[Start of Recorded data]

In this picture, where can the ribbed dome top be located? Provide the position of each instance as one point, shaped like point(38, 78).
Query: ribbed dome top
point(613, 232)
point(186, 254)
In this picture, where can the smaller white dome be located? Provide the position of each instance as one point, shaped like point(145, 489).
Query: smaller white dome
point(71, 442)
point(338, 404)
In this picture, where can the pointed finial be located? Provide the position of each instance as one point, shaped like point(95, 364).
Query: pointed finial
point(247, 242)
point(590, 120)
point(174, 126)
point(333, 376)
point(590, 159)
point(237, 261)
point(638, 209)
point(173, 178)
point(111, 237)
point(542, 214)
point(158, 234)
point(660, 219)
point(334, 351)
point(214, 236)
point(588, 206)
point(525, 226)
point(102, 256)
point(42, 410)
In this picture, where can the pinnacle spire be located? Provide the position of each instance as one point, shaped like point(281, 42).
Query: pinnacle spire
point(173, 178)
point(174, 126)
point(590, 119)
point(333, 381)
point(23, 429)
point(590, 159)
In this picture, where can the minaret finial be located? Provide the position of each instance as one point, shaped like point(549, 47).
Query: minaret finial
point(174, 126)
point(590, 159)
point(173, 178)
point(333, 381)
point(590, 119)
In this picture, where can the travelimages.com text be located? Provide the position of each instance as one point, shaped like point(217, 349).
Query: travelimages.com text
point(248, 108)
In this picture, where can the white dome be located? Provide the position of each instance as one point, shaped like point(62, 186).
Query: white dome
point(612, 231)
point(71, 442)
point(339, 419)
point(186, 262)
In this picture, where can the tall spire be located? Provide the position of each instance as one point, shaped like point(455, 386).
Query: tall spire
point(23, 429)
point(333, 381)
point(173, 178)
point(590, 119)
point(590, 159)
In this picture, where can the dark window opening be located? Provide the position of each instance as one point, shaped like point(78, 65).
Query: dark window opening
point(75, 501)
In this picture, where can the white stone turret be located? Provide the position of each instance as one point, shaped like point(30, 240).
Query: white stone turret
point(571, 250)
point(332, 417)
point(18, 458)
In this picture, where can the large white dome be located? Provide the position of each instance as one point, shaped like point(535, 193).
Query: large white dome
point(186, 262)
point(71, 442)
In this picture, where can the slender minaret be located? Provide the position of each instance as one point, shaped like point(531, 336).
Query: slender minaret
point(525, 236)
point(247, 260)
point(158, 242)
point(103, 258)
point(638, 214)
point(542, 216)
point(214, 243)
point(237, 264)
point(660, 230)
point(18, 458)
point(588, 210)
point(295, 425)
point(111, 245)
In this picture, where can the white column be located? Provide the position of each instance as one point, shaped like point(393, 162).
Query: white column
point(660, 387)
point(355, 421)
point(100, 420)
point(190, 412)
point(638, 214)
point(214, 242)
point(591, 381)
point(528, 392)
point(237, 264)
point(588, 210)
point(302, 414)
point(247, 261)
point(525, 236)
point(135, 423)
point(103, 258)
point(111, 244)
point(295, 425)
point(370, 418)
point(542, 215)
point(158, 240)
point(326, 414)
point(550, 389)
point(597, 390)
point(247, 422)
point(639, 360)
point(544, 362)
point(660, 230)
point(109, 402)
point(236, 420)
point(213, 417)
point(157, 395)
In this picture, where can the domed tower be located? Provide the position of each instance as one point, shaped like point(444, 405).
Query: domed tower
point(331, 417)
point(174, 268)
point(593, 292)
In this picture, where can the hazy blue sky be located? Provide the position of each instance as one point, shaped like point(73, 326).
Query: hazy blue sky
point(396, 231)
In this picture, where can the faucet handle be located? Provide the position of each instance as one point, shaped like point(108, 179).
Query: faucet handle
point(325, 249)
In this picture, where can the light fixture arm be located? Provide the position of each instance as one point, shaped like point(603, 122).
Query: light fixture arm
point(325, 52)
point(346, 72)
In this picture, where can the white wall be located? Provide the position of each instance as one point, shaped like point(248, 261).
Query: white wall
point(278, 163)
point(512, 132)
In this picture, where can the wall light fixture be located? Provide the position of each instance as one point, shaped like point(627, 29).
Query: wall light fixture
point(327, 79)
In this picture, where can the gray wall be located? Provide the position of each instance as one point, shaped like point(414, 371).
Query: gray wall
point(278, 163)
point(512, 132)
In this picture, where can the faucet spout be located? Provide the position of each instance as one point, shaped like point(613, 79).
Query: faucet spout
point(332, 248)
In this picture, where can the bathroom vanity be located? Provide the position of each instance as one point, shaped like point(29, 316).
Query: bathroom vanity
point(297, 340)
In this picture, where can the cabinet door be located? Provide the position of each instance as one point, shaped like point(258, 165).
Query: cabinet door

[End of Recorded data]

** Set exercise **
Rewrite every line from the one containing "In this picture, where can the bathroom" up to and including the last line of the rows, keeping the requests as they are. Multiply each point coordinate in the answers by 1.5 and round to whole numbers, with halves going up, but leave all numbers in the requests and their format samples unchanged.

** Solution below **
In this picture, where can the bathroom vanity be located? Provide the position of each instance as one point, shaped like point(29, 316).
Query: bathroom vanity
point(446, 510)
In this picture, where can the cabinet door be located? Provide the position of each instance as one point, shaped like point(258, 165).
Query: cabinet door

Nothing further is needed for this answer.